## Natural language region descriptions
((

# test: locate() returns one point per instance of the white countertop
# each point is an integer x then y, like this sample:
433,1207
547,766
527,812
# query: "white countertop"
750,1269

))

## Task to complete
Using the data above, tally the lines that contain the string "point" and state only the result.

## Exercise response
2